Problem to work on. Output exactly, in the material below, the lines from the one with "Confirm every instance of the silver car" through the one with "Confirm every instance of the house". Omit all pictures.

-------

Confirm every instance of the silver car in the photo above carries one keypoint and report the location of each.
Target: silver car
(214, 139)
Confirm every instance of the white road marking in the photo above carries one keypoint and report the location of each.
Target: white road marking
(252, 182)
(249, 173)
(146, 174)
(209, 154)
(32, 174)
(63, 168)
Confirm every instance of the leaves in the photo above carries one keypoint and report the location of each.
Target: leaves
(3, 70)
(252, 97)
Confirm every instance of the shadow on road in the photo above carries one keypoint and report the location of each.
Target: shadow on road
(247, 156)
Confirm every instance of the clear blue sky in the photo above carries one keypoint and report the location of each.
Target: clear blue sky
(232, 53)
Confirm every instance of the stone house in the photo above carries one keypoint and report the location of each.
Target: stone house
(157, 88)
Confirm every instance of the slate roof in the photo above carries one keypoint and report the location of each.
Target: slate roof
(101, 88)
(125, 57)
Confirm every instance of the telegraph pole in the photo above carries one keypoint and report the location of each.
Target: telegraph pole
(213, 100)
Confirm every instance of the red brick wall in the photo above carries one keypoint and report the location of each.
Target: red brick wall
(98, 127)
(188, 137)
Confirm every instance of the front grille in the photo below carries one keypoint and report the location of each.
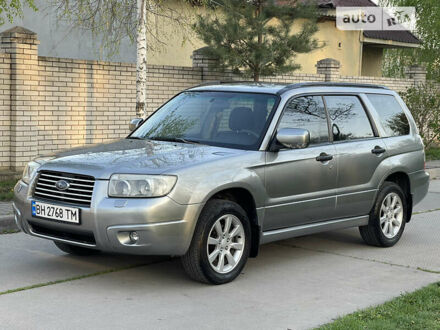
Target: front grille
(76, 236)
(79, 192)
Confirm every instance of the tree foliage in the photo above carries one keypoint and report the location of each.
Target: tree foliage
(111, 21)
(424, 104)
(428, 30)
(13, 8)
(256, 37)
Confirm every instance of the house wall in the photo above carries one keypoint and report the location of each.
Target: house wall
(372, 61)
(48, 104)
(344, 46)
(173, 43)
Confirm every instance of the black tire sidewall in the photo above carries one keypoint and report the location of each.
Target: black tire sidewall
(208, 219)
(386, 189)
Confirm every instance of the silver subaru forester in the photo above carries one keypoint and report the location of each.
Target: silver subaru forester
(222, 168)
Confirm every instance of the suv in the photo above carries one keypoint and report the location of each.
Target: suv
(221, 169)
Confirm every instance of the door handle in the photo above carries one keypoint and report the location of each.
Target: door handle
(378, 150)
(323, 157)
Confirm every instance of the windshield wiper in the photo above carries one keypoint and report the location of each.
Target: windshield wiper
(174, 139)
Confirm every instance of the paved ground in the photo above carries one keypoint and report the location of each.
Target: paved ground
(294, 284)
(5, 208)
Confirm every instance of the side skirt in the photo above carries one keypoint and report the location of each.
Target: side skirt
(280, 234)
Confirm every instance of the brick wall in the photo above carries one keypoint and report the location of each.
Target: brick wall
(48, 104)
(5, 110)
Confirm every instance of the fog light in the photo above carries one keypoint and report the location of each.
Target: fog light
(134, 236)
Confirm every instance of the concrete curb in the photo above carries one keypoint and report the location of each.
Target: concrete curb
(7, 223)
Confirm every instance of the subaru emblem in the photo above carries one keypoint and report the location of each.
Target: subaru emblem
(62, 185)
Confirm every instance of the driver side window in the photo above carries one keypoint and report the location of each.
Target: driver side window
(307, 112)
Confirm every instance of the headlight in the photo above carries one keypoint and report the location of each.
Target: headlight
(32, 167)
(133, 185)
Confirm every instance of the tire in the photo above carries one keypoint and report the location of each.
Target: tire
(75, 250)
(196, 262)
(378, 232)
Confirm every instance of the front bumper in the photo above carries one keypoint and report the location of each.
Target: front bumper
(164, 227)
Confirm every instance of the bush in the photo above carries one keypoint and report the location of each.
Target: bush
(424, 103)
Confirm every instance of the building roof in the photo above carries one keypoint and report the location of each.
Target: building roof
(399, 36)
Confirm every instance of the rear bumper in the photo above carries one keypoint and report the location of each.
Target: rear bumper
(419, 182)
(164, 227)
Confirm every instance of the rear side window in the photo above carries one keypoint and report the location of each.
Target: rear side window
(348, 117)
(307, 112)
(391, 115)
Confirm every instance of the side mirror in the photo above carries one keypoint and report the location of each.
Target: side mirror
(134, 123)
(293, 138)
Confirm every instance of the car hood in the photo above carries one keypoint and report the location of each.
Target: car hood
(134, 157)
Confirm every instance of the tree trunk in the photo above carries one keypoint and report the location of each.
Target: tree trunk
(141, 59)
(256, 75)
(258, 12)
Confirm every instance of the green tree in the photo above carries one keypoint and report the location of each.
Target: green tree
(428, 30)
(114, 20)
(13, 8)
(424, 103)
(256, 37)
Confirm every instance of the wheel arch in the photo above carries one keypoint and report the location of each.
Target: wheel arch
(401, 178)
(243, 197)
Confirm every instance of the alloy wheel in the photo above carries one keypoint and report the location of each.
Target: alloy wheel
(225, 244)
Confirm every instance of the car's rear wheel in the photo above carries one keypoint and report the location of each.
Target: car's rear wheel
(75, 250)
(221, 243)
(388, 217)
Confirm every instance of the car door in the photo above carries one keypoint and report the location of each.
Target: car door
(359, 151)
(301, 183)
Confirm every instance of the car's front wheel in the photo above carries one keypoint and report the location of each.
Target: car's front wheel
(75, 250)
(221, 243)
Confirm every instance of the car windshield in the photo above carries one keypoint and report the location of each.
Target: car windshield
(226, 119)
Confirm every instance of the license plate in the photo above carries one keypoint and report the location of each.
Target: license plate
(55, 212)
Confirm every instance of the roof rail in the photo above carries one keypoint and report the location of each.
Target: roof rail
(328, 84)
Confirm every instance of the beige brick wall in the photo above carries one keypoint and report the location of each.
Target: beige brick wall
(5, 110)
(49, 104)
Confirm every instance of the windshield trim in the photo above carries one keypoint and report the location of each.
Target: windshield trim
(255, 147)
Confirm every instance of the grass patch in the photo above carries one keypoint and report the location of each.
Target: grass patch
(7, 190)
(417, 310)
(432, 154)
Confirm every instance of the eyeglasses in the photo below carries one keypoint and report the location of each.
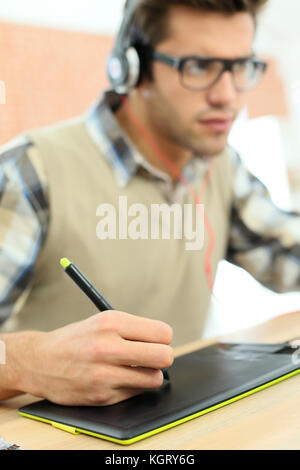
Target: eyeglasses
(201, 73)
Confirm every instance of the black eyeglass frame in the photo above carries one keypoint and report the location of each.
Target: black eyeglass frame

-------

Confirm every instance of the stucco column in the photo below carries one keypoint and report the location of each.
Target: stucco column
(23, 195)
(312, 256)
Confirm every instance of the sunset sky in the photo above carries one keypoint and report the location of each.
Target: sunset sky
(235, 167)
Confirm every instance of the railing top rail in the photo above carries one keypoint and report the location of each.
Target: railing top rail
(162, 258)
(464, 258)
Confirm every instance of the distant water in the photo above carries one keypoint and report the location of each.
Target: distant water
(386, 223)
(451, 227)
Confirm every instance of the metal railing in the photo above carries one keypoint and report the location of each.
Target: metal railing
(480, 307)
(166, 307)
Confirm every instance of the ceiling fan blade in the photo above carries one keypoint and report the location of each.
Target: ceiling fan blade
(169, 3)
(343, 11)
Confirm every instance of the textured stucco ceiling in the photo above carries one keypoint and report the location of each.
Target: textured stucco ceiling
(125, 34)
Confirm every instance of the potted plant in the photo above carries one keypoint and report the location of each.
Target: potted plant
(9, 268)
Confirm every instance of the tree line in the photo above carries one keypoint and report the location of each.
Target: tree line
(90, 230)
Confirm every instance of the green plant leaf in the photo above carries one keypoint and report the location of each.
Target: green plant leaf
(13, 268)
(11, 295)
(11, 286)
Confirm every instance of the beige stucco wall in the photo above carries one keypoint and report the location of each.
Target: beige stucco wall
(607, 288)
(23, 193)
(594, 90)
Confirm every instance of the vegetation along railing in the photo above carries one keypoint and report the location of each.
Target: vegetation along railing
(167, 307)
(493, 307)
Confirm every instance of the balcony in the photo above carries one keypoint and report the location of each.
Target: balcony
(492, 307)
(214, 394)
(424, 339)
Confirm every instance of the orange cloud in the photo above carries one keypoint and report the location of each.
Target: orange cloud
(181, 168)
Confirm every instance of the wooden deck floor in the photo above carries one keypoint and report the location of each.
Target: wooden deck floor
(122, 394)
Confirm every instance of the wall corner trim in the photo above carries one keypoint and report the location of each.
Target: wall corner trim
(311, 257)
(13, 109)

-------

Reply to the exercise.
Confirm every instance of the silver car in the photo above carries one keypoint and report the location of each.
Target: silver car
(214, 139)
Confirm every instance of the white road marking in the photo above carries one keypoint and report the location of each.
Target: white road marking
(252, 182)
(249, 173)
(146, 174)
(209, 154)
(32, 174)
(63, 168)
Confirm every instance of the leaves in the photo above carries one keypoint and report the location of each.
Target: leaves
(3, 70)
(252, 97)
Confirm every instance of the shadow on road in the photo above carries one keypoint and report the location of each.
Target: shadow on road
(247, 156)
Confirm every instance of the clear blue sky in the photo above carries one keypoint and report the location of each.
Target: clear blue sky
(232, 53)
Confirm every instance of the stone house in the photo above carries one keypoint and report the location of each.
Target: stone house
(157, 88)
Confirm every instance of the slate roof in the photo above carries one keypoint and report the location of each.
Target: slate roof
(101, 88)
(125, 57)
Confirm every instance of the telegraph pole in the photo above carries one keypoint and report the location of each.
Target: telegraph pole
(213, 100)
Confirm every instance of the red brick wall in the photo above carries one keypoint and report the location of each.
Target: red brick wall
(98, 127)
(188, 137)
Confirm every instance of the front grille in the photo below carries one keypoint and report the location of each.
Target: front grille
(76, 236)
(79, 192)
Confirm every instance of the tree foliage in the photo above carries one keypoint and report the location of each.
Target: tree foliage
(111, 21)
(424, 104)
(428, 30)
(13, 8)
(256, 37)
Confirm every instance of the house wall in the photo above carries one keypoint and report the location of each.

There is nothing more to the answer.